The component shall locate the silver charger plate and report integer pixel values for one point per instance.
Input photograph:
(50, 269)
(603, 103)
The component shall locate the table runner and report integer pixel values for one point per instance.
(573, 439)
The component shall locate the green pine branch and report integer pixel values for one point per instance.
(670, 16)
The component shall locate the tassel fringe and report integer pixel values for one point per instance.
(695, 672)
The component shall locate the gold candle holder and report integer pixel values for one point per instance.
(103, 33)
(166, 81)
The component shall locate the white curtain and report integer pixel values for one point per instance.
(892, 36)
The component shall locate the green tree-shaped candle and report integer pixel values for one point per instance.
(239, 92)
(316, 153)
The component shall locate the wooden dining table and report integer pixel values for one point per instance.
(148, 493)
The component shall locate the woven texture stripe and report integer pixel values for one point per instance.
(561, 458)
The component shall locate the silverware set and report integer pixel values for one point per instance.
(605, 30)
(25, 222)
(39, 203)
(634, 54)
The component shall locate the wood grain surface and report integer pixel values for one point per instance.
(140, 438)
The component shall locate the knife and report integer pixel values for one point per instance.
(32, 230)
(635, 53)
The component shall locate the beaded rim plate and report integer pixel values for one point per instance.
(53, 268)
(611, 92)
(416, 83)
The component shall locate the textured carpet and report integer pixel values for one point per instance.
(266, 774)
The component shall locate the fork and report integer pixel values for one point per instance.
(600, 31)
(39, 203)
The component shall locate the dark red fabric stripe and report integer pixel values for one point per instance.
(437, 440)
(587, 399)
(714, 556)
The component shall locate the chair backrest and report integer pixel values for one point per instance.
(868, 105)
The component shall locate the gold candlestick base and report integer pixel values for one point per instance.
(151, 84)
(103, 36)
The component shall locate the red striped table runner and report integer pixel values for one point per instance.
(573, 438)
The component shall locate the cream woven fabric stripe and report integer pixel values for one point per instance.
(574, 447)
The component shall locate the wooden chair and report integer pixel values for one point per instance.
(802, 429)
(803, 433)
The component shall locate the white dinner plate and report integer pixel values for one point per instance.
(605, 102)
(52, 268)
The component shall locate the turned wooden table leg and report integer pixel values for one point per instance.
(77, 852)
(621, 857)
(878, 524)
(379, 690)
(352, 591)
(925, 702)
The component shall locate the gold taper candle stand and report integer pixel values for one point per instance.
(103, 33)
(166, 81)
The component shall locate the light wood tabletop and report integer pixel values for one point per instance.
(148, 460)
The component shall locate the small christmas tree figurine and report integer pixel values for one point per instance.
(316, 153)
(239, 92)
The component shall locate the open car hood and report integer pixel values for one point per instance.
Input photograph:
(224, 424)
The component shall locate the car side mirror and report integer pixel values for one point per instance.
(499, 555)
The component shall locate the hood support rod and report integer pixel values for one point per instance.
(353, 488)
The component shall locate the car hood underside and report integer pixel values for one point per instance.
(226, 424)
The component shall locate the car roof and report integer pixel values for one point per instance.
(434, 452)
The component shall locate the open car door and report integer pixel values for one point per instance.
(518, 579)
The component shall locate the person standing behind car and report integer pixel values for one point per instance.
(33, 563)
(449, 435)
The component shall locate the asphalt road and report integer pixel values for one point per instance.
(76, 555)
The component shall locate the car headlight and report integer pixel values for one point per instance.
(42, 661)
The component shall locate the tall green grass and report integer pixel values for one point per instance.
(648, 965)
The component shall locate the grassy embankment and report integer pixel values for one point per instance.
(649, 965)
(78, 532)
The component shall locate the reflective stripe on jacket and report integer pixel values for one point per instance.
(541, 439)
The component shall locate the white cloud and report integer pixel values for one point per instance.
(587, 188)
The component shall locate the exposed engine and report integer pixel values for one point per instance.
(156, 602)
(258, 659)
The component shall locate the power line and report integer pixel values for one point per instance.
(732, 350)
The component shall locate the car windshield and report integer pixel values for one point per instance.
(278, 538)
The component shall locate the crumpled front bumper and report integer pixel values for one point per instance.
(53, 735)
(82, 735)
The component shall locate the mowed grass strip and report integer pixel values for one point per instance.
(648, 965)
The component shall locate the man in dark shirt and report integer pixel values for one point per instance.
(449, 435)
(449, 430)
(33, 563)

++++++++++

▸ **Task goal**
Without dropping a single line, output the records above exactly.

▸ **Result for this task**
The component shall locate the silver charger plate and report integer pixel values for one point per instance.
Input photograph:
(50, 269)
(603, 103)
The component shall locate the table runner and report integer pixel values for one point per instance.
(573, 439)
The component shall locate the green pine branch and report integer pixel values for one point per instance.
(670, 16)
The component shall locate the tassel fringe and report integer pixel values for one point per instance.
(695, 672)
The component shall locate the gold candle holder and report integer pixel values for one point per instance.
(103, 33)
(166, 81)
The component shall locate the white curtain and report integer pixel values for one point per instance.
(892, 36)
The component shall locate the green tree-shaped candle and report integer pixel values for one point per instance.
(239, 92)
(316, 153)
The component shall locate the wooden dining table and report integer pixel values for one point per instance.
(148, 493)
The component shall locate the woven texture stripe and report integer pixel values for one point per instance.
(561, 458)
The component shall locate the silverware set and report integer pixel values for one point per instance.
(605, 30)
(25, 222)
(39, 203)
(634, 54)
The component shall locate the wood grain surface and report integer pixel values for one point per instance.
(140, 438)
The component shall locate the knife and report integer pixel values for one point per instance.
(32, 230)
(635, 53)
The component shall locate the beaded rim plate and report integer pixel values for one point per instance.
(53, 268)
(611, 92)
(416, 83)
The component shall locate the textured carpet and report integer pixel values for one point per instance.
(266, 774)
The component shall locate the fork and report integer pixel values for one point per instance.
(600, 31)
(39, 203)
The component shall locate the dark red fabric stripe and report integer pixel values for one point per instance.
(437, 440)
(587, 399)
(714, 556)
The component shall locate the chair backrest and report integer pixel values for one point per instance.
(868, 105)
The component shall locate the gold candlestick base and report integer pixel values for one point per instance.
(151, 84)
(103, 36)
The component shall locate the red striped table runner and report integer pixel values for one point per instance.
(573, 438)
The component shall locate the cream woven fabric stripe and report integer pixel values for one point per instance.
(574, 447)
The component shall locate the wooden chair and report integer pixel values for one point per instance.
(802, 429)
(803, 433)
The component shall locate the white dinner plate and report integer pixel values for one point per instance.
(605, 102)
(52, 268)
The component shall locate the turned wooden table leg and report integer pixel values for one point per instance.
(77, 852)
(621, 857)
(878, 524)
(379, 690)
(352, 591)
(925, 702)
The component shall locate the gold taper candle stand and report integer pixel values for one point per instance.
(103, 33)
(166, 81)
The component shall locate the light wood tabletop and report integer pixel values for one point per instance.
(148, 460)
The component shall locate the small christmas tree figurine and report integer pixel values for one point per instance.
(316, 153)
(239, 92)
The component shall locate the open car hood and report integer pixel values for one point per instance.
Input photograph:
(224, 424)
The component shall locate the car side mirror and report integer pixel values for one point per instance.
(499, 555)
The component shall locate the hood support rod and report integer pixel values for one point per instance.
(353, 488)
The component shall locate the car hood underside and report integer pixel values for one point per instance.
(226, 424)
The component shall locate the car roof and report integer pixel values for one point per instance.
(434, 452)
The component shall locate the open car door and report integer pixel values for one point per instance.
(518, 579)
The component shall locate the person standing behind car and report integer pixel values for one point per instance.
(33, 563)
(449, 435)
The component shall locate the asphalt road and report integer pixel values for one point per instance.
(76, 555)
The component shall locate the car headlight and report integer pixel values for one point per instance.
(42, 661)
The component shall locate the tall green grass and report integer pixel values for one point per instance.
(648, 965)
The component shall locate the grassy embankment and report integer pixel values for one point per instance.
(649, 965)
(78, 532)
The component shall locate the reflective stripe on jacket and report integer pixel values for one point per instance.
(541, 439)
The component shall locate the white cloud and report integer pixel values for one point per instance.
(587, 188)
The component shall locate the exposed engine and report integer pixel values for one point per instance.
(156, 602)
(258, 659)
The component shall locate the power line and report integer pixel values for one point per instance.
(732, 350)
The component shall locate the car windshield and report integer pixel values for one point per instance.
(278, 538)
The component shall locate the crumpled front bumper and report integer pixel values for one point per instance.
(53, 735)
(82, 735)
The component shall locate the mowed grass strip and report integer pixel values for one point per instance.
(648, 965)
The component shall locate the man in dark shirt and report integer pixel values for one point per instance.
(449, 435)
(449, 430)
(33, 563)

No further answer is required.